* EXERCISE DETAILS: Exclude any images and output the remaining records exactly.

* INPUT FOR THIS TASK:
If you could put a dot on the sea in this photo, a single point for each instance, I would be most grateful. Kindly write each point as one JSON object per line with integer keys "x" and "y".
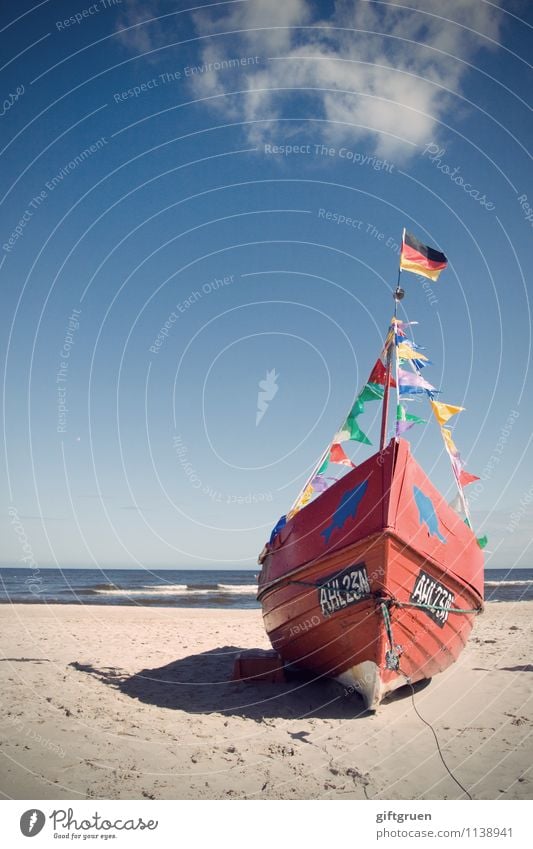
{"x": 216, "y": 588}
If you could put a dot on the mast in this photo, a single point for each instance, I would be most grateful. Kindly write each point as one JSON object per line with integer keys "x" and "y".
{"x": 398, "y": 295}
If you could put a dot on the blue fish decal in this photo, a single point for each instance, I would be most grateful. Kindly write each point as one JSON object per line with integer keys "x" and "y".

* SOLUTION TO THE EXERCISE:
If you could put a dot on the sea in this photo, a single point for each instance, I would be most grateful. Kindly write each point as one JSON object per line with integer keys "x" and "y".
{"x": 216, "y": 588}
If you could put a dot on the mast in this photo, a single point for each instance, I would be most grateful. Kindly write each point as one JSON object per line with integer keys "x" and "y".
{"x": 398, "y": 295}
If you could put a dot on the blue fish decal in this photo, a single point for each instance, I would be most grateful. Kindly write each point as one JSON object per line with integer keys "x" and "y".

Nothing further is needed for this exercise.